## Exercise details
Print the items word for word, from the line containing "-- sample [85,41]." through the final line of the items, including both ends.

## Provided data
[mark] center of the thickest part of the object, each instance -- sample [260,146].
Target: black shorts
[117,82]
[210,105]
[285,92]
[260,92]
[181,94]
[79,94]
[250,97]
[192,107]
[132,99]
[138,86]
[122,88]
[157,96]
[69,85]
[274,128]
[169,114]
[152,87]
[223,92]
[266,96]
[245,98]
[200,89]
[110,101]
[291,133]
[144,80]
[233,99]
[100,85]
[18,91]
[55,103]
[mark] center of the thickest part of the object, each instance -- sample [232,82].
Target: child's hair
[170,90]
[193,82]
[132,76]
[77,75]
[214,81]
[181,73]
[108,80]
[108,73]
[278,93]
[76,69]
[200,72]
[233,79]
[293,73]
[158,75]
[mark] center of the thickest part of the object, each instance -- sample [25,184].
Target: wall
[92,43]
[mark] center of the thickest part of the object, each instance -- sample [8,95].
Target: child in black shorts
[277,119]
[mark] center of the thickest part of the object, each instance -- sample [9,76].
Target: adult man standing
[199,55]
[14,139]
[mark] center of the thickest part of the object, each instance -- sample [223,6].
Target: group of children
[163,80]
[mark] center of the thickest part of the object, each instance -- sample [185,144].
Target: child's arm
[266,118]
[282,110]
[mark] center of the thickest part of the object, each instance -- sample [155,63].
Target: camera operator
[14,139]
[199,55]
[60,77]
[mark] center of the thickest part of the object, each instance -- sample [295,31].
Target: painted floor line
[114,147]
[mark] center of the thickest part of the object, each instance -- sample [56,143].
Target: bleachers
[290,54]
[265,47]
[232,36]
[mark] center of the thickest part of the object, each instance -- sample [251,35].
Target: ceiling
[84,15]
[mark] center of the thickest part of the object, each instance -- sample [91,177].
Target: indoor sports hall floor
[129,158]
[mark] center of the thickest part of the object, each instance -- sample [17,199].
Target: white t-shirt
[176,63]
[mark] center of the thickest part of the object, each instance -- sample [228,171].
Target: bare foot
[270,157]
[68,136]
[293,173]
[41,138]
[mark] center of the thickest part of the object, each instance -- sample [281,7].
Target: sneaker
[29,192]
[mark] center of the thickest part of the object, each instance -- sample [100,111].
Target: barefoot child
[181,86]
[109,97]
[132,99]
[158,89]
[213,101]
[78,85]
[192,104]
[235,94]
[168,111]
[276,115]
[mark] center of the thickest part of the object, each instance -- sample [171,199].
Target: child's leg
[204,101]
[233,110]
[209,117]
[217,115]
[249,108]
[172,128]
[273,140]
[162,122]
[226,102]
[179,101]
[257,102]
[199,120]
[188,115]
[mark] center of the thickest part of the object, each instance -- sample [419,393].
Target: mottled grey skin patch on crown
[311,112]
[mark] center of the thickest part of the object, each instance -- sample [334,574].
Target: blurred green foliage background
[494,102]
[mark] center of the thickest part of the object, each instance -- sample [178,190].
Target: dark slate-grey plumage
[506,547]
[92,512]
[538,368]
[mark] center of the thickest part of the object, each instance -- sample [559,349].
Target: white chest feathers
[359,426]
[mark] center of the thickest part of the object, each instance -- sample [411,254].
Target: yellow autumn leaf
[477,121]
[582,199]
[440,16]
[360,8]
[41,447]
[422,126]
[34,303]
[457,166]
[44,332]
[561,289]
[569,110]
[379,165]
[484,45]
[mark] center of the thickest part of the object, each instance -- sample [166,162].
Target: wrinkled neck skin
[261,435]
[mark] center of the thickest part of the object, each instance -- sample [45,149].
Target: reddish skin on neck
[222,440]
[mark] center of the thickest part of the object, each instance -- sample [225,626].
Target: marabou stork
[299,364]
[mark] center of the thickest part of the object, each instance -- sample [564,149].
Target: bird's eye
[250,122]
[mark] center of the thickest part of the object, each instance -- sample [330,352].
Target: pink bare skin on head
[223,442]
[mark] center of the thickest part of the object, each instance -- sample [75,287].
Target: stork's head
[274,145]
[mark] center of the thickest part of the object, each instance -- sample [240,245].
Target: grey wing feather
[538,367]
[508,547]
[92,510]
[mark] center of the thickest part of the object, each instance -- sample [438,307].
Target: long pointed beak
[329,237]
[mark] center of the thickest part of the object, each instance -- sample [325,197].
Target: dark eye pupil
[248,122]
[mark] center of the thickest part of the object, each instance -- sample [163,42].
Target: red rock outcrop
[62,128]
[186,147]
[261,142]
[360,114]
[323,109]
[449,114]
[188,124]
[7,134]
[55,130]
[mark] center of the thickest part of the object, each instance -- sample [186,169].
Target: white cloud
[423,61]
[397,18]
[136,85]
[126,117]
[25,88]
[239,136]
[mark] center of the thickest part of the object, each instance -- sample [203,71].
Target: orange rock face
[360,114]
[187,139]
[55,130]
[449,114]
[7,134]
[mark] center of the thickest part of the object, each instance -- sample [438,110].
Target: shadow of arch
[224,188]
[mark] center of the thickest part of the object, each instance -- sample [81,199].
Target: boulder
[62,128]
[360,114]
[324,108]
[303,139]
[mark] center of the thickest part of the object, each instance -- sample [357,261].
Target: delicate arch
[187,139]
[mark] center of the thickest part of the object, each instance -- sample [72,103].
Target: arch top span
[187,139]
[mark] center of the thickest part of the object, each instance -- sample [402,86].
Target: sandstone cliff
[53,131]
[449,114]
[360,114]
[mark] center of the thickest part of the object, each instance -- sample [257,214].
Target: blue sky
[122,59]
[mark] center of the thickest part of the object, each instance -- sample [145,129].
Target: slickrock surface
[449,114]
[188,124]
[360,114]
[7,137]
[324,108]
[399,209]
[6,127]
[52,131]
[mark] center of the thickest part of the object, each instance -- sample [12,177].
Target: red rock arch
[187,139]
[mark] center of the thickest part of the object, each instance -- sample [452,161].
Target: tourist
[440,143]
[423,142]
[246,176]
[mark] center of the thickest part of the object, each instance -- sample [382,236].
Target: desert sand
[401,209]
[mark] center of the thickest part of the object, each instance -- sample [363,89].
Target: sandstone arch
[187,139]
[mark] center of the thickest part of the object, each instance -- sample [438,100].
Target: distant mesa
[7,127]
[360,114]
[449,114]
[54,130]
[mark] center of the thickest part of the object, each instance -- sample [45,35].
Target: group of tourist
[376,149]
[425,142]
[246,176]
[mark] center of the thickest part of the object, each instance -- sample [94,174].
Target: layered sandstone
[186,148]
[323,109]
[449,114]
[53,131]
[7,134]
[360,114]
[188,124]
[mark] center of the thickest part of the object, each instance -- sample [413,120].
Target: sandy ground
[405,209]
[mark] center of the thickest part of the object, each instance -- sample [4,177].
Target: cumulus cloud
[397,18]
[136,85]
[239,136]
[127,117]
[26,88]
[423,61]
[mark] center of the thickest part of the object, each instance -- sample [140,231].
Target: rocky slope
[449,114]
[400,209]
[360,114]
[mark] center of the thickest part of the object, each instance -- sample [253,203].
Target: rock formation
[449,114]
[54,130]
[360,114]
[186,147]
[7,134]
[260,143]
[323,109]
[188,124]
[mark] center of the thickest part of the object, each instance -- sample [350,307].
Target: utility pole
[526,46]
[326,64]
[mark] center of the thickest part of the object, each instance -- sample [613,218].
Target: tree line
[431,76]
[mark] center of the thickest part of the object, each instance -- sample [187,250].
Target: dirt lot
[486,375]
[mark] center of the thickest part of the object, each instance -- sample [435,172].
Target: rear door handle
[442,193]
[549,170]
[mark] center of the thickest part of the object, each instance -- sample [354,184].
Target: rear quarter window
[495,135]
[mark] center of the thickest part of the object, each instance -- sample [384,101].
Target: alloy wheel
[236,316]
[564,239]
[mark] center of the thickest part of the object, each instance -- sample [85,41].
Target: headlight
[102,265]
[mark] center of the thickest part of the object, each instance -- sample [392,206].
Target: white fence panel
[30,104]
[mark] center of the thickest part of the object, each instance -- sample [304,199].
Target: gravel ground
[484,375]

## The result
[mark] center of the thickest part of the object, each instance -- sample [85,41].
Target: headlight
[102,265]
[mark] center of the thickest part of the object, each instance -- sample [392,206].
Target: white fence panel
[30,104]
[mark] center of the thickest part of the object, each instance -- sample [304,199].
Target: gravel ground
[484,375]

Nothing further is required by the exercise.